かがやきインタビュー(テキスト)
☆◆こんにちは。
 ◆今からかがやきインタビューを始めます。
 ◆私はかがやき手話ニュース担当のわたなべたかこです。
 ◆よろしくお願いします。
 ◆手話ではこう表します。
◆今日は、というと今は冬ですね。
 ◆冬といえば何でしょう?
 ◆スキーですよね。
 ◆スキーインストラクターを務めていらっしゃる藤森千夏さんに来ていただきました。
 ◆今からインタビューを始めたいと思います。
 ◆まず、自己紹介と仕事内容について話していただきたいと思います。
 ◆お願いします。
 ☆初めまして。
 ☆私の名前は藤森千夏と申します。
 ☆簡単に自己紹介したいと思います。
 ☆東京デフスキークラブ所属のスキー準指導員、分かりやすくいうと全日本スキー連盟公認のインストラクターです。
 ☆インストラクターとして、毎年12月〜3月の土日や連休を使って、色々なスキー場へ行ってスクールの講師を務めたり、子供たちのためのスキー教室を開いたりしています。
 ☆普段…平日は会社員で一般事務をしております。
 ◆なるほどですね。
 ◆土日はスキーで、平日には一般事務の仕事をしているということですね。
 ☆そうです。
 ◆分かりました。
 ◆子供たちにスキーを教えるなんて楽しそうですね。
◆スキーインストラクターの仕事の目的意識はありますか?
 ☆はい。
 ☆あります。
 ☆私の経験談になりますが、小さい時に…本格的にスキーをする前に普通のスキースクールに入ったことがあったのですが、先生が聴者で手話が出来なかったのです。
 ☆コミュニケーションがスムーズに出来ず、先生の滑りを見て真似るだけでした。
 ☆言葉が全く理解できなかったのです。

画像内の物体位置エントリ:
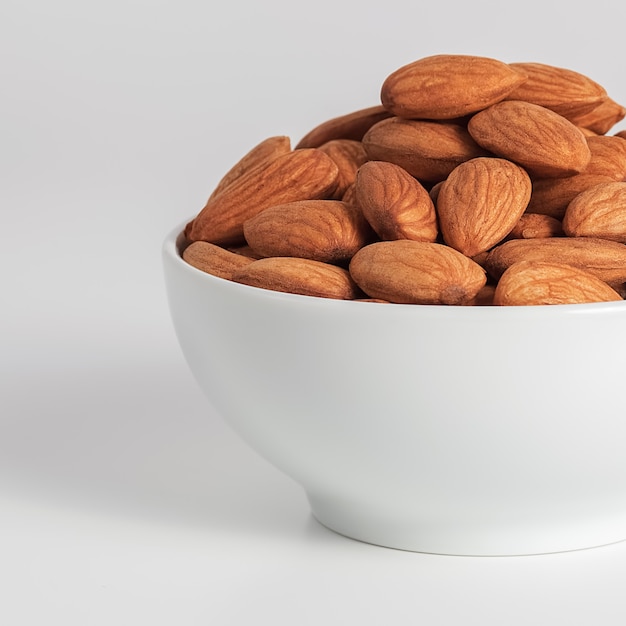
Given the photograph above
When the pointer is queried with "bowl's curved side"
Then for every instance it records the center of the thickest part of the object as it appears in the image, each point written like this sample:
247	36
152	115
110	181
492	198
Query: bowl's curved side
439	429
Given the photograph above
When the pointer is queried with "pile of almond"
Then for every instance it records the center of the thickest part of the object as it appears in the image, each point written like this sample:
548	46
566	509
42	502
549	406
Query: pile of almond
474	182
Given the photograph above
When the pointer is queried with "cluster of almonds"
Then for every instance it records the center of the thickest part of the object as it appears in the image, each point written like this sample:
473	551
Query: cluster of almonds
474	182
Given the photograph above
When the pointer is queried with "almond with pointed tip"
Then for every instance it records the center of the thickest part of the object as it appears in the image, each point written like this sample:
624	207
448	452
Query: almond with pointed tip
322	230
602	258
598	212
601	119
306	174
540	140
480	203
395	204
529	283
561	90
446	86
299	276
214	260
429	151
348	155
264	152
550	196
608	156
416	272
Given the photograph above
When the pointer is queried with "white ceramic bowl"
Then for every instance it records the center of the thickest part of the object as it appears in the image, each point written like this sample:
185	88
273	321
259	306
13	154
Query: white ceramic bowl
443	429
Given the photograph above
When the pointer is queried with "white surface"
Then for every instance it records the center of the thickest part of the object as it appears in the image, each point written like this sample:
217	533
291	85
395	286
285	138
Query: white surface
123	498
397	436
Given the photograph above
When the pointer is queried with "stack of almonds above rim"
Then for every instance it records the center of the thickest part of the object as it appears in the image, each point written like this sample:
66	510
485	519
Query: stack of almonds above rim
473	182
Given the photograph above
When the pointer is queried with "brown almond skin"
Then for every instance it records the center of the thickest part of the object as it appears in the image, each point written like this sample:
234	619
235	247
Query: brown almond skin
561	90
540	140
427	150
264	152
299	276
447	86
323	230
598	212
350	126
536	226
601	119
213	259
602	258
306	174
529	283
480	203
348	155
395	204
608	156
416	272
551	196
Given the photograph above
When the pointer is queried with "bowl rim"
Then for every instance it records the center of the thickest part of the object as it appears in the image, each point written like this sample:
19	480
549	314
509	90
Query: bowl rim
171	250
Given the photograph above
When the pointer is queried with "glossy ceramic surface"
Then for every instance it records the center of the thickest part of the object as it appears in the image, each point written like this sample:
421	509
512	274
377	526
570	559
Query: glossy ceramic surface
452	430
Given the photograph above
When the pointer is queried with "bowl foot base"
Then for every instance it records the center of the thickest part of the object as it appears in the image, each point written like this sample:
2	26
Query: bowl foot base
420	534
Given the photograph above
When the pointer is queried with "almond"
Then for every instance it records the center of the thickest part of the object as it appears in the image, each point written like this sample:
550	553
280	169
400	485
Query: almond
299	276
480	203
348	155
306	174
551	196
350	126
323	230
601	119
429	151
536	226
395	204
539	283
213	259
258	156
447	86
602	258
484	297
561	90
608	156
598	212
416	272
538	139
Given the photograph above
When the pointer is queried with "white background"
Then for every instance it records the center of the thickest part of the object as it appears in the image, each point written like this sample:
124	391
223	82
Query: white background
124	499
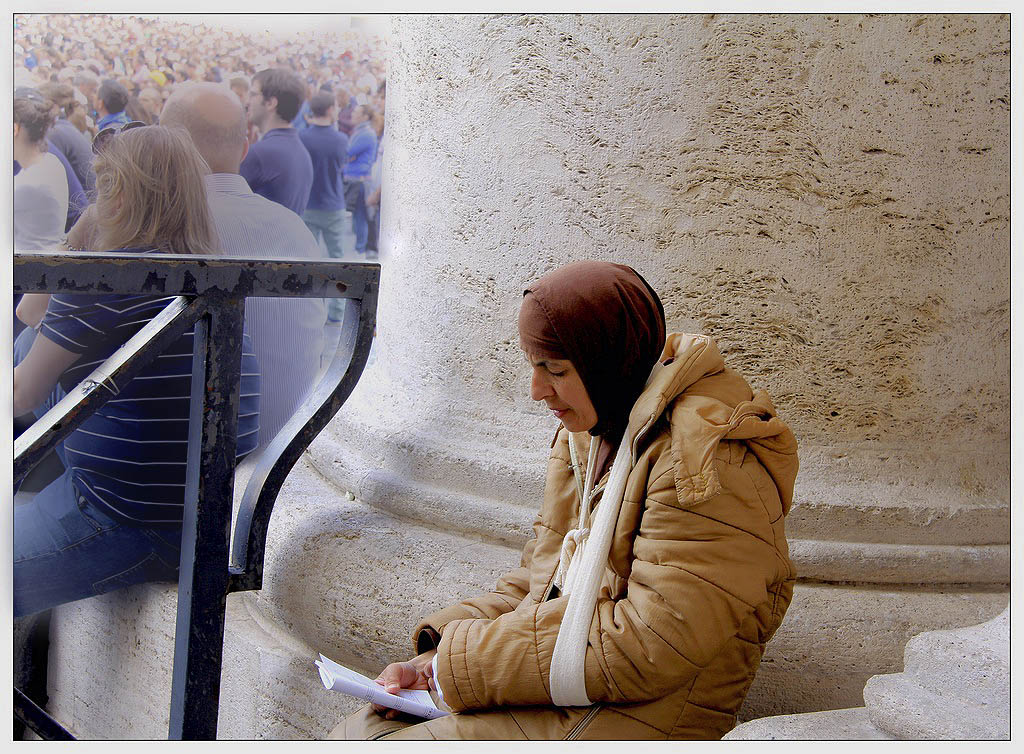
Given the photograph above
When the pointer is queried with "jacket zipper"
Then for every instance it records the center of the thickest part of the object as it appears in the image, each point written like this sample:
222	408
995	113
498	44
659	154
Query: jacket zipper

作業指示
a – スキーインストラクターへのインタビューで、藤森千夏さんが自身の仕事や活動として述べているものをすべて挙げてください。
b – スキーインストラクターへのインタビューについて、次の問いに答えてください。
(i) 聞き手のわたなべたかこさんは何の担当ですか。
(ii) 藤森さんがインストラクターとして活動するのは、毎年いつですか。
(iii) 藤森さんが小さい時に入った普通のスキースクールの先生は、どのような人でしたか。
c – スキーインストラクターへのインタビューの続きを、最後に示された文の後から書いてください。

解答
a –
・色々なスキー場でのスクールの講師
・子供たちのためのスキー教室の開催
・平日の会社員としての一般事務

b –
(i) かがやき手話ニュース
(ii) 12月〜3月の土日や連休
(iii) 聴者で、手話が出来ない先生でした。

c –
 ☆そこで自分がもしスキーを教えるとしたら、ろう者の子供たち、ろう者の仲間たち、自分と同じスキーが好きだという人たちに、スキーを楽しめるように教えたいと思ったのです。
 ☆それで、スキーインストラクターとして活動したいと思うようになったのです。
 ◆やはり、真似るだけだとよく分からないですし、上達もなかなかしませんね。
 ◆でも手話によってこういう意味なんだとつかむことが出来ると、上達が早くなって良いということですね。
◆さて、次はスキーを始めたきっかけを話していただきます。
 ◆お願いします。
 ☆スキーを始めたきっかけですか。
 ☆小さい時からよく親に連れられてスキーに行っていました。
 ☆また、中学、高校、短大とほとんど毎年スキーに行くという環境で、恵まれていたと思います。
 ☆毎年冬が来ると必ずスキーに行くという感覚が自然に身についたという感じでした。
◆小さい時からもうずっとですか?
 ◆途切れることなく?
☆そうですね。ずっとですね。
 ◆なるほどですね。
 ◆それからスキーに夢中になったわけですね?
◆そこからインストラクターになろうと思ったきっかけって何ですか?
 ☆短大の時、卒業前にスキー教室があって、体育の選択科目の中にスキーがありました。
 ☆その時に自分と同じろう者のスキー指導員に出会ったのです。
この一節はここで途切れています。